**Given problem:** Reproduce the lines below without any change, starting at the line that contains "If you could segment every instance of the **dappled" and ending with the final line, both included.
>>>
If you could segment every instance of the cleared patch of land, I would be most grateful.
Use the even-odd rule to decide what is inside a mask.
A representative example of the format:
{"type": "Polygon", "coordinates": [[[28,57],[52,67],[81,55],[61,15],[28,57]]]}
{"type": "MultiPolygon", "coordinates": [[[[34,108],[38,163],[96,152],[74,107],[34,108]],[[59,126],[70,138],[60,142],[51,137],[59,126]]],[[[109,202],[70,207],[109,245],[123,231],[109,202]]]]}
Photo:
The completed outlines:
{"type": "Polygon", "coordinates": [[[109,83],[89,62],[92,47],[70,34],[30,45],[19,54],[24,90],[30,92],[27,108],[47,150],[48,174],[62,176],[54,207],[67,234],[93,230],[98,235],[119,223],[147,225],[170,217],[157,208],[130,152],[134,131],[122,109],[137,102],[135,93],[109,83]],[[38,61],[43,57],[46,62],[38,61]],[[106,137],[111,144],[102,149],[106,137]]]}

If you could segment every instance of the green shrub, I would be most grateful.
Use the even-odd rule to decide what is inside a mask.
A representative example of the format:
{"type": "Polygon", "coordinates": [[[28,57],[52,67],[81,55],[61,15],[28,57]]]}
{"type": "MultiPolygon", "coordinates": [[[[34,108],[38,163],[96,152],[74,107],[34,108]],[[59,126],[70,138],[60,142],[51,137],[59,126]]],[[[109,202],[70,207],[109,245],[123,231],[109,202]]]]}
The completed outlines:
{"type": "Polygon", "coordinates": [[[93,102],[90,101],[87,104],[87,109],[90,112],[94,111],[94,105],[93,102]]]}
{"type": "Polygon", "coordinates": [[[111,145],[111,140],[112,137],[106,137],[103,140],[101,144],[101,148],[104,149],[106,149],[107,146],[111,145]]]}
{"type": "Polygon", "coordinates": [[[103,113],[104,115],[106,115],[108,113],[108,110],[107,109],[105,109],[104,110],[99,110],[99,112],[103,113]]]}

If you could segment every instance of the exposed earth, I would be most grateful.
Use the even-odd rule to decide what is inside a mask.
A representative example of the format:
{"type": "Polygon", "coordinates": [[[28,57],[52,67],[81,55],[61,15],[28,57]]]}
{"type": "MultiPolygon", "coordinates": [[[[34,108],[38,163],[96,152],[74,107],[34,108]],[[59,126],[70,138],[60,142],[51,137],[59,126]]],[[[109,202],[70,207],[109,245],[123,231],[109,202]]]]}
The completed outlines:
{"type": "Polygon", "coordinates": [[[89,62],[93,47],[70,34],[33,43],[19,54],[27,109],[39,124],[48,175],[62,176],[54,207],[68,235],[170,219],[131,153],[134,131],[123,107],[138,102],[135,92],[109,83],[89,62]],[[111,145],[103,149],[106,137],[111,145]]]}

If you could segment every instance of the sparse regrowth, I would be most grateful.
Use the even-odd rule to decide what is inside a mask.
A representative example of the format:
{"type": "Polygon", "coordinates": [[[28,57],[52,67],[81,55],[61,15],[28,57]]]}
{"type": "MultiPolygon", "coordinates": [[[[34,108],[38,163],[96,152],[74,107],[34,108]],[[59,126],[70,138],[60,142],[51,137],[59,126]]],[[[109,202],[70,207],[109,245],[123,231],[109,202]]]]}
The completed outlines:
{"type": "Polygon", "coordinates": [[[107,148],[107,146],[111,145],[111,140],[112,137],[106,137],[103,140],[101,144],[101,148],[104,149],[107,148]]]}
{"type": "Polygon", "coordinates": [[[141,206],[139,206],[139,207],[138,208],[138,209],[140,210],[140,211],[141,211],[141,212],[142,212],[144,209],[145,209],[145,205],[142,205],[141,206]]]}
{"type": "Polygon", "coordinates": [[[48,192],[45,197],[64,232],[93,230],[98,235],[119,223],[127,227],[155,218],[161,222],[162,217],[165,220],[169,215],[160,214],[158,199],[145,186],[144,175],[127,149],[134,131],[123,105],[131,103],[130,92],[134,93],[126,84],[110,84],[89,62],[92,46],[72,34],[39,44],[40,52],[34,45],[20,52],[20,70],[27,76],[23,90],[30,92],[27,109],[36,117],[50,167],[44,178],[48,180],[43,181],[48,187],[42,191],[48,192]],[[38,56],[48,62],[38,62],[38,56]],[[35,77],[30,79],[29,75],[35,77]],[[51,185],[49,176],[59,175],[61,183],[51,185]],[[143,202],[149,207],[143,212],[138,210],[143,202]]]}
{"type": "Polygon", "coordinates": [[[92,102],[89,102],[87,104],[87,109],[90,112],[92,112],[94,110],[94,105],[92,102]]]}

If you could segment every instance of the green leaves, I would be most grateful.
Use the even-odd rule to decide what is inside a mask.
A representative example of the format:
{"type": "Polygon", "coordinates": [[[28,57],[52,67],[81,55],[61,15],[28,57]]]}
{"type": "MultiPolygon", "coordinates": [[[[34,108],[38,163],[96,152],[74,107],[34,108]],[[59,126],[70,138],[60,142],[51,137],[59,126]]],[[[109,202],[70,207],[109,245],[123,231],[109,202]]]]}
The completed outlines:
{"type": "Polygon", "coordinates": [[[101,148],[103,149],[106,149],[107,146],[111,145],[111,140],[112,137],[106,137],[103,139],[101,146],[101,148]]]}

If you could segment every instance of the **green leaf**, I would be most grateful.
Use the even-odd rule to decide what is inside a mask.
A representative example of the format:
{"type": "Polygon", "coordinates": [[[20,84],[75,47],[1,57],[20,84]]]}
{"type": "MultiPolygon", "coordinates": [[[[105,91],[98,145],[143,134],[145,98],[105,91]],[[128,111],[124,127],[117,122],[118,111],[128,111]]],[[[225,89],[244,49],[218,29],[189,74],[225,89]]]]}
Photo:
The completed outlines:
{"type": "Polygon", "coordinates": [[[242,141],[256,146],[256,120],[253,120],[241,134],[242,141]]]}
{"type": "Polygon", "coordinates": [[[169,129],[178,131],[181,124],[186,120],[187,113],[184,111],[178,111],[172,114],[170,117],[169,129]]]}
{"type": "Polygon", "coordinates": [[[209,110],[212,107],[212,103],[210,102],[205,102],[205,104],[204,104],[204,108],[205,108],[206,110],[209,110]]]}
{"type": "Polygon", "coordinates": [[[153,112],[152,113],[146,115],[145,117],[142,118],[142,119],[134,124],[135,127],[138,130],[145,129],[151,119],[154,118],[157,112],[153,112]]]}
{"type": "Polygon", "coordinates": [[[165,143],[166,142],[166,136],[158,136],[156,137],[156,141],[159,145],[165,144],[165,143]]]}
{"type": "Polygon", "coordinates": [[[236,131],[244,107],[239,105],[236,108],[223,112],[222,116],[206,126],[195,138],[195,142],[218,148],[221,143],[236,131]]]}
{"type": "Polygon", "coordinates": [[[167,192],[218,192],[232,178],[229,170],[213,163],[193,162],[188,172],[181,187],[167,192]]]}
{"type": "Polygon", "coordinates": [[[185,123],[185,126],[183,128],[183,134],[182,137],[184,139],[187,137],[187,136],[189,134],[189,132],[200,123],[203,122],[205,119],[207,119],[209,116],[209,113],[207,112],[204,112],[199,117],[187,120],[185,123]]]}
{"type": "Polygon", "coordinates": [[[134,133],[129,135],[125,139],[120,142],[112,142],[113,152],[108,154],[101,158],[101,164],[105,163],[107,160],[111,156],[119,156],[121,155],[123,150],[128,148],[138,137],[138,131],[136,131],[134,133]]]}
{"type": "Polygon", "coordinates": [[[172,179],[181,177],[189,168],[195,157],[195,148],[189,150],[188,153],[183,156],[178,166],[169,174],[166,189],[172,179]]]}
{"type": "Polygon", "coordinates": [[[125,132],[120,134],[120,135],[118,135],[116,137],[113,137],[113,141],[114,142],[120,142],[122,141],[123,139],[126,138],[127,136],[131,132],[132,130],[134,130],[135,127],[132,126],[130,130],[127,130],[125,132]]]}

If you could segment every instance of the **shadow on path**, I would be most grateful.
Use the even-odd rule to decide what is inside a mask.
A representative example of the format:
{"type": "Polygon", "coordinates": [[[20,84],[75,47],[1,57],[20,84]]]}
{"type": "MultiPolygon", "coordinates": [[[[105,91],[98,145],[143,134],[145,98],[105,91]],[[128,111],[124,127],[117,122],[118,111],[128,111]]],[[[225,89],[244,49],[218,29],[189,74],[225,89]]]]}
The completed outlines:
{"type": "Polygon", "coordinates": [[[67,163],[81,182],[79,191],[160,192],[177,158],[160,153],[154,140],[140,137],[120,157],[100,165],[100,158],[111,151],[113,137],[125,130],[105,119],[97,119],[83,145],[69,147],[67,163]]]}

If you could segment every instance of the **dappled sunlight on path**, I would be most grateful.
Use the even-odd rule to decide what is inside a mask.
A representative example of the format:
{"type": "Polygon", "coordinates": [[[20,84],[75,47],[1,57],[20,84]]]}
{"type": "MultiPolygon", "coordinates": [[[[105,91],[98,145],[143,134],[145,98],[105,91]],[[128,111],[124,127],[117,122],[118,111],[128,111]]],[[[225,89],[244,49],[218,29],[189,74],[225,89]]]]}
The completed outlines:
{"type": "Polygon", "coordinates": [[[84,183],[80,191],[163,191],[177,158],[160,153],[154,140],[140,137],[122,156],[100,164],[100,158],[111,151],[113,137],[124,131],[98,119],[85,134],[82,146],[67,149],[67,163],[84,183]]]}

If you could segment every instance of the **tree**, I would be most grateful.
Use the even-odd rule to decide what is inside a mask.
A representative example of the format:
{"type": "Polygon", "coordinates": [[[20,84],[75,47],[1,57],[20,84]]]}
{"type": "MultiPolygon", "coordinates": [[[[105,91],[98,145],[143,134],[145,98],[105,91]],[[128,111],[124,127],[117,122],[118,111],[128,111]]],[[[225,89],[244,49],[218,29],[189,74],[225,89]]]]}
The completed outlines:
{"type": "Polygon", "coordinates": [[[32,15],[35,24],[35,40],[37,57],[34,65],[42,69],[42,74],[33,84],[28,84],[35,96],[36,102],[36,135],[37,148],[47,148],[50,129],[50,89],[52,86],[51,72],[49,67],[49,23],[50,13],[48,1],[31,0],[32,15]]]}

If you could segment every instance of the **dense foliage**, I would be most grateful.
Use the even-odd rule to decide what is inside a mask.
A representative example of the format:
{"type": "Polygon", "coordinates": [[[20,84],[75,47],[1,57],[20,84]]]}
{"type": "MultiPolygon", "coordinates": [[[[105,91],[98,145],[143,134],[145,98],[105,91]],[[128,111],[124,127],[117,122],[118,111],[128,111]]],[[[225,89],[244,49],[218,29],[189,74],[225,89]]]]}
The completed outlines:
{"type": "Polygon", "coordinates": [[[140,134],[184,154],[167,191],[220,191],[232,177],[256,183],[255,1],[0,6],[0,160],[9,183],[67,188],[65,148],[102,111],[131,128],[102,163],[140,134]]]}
<<<
**Finished task:**
If you could segment every instance of the **dappled sunlight on path**, I would be most grateful.
Use the even-odd rule to decide what is inside a mask.
A representative example of the format:
{"type": "Polygon", "coordinates": [[[20,84],[75,47],[1,57],[20,84]]]}
{"type": "MultiPolygon", "coordinates": [[[[105,91],[98,145],[143,134],[145,98],[105,91]],[[128,111],[124,127],[117,122],[118,111],[128,111]]],[[[225,89],[244,49],[218,29],[189,74],[225,89]]]]}
The completed outlines:
{"type": "Polygon", "coordinates": [[[84,183],[80,191],[163,191],[177,158],[160,153],[154,140],[140,137],[122,156],[100,164],[100,158],[111,151],[113,137],[124,131],[98,119],[85,134],[82,146],[67,149],[67,163],[84,183]]]}

If you could segment every instance of the **tree**, I would be most grateful.
Use the even-odd rule to decide what is inside a mask.
A representative example of the format:
{"type": "Polygon", "coordinates": [[[20,84],[75,47],[1,57],[20,84]]]}
{"type": "MultiPolygon", "coordinates": [[[[105,91],[98,145],[143,134],[145,98],[105,91]],[[128,111],[124,127],[117,122],[118,111],[128,111]]],[[[225,89],[244,49],[218,29],[189,74],[225,89]]]]}
The completed outlines:
{"type": "Polygon", "coordinates": [[[32,15],[35,24],[35,40],[37,57],[34,65],[42,69],[42,74],[33,84],[28,84],[35,96],[36,102],[36,135],[37,148],[47,148],[50,129],[50,89],[52,86],[51,72],[49,67],[49,23],[50,13],[48,1],[31,0],[32,15]]]}

If you could segment every instance of the **dense foliage**, I would be most grateful.
Use the even-odd rule to decide what is inside a mask.
A representative example of the format:
{"type": "Polygon", "coordinates": [[[20,84],[75,47],[1,57],[20,84]]]}
{"type": "MultiPolygon", "coordinates": [[[[105,91],[98,145],[143,134],[145,98],[105,91]],[[128,111],[124,127],[117,122],[118,111],[128,111]]],[[[225,89],[244,49],[218,29],[189,74],[225,89]]]]}
The completed outlines:
{"type": "Polygon", "coordinates": [[[140,134],[184,154],[167,191],[220,191],[232,177],[256,183],[255,1],[0,6],[0,160],[9,183],[67,188],[65,148],[102,111],[131,128],[102,163],[140,134]]]}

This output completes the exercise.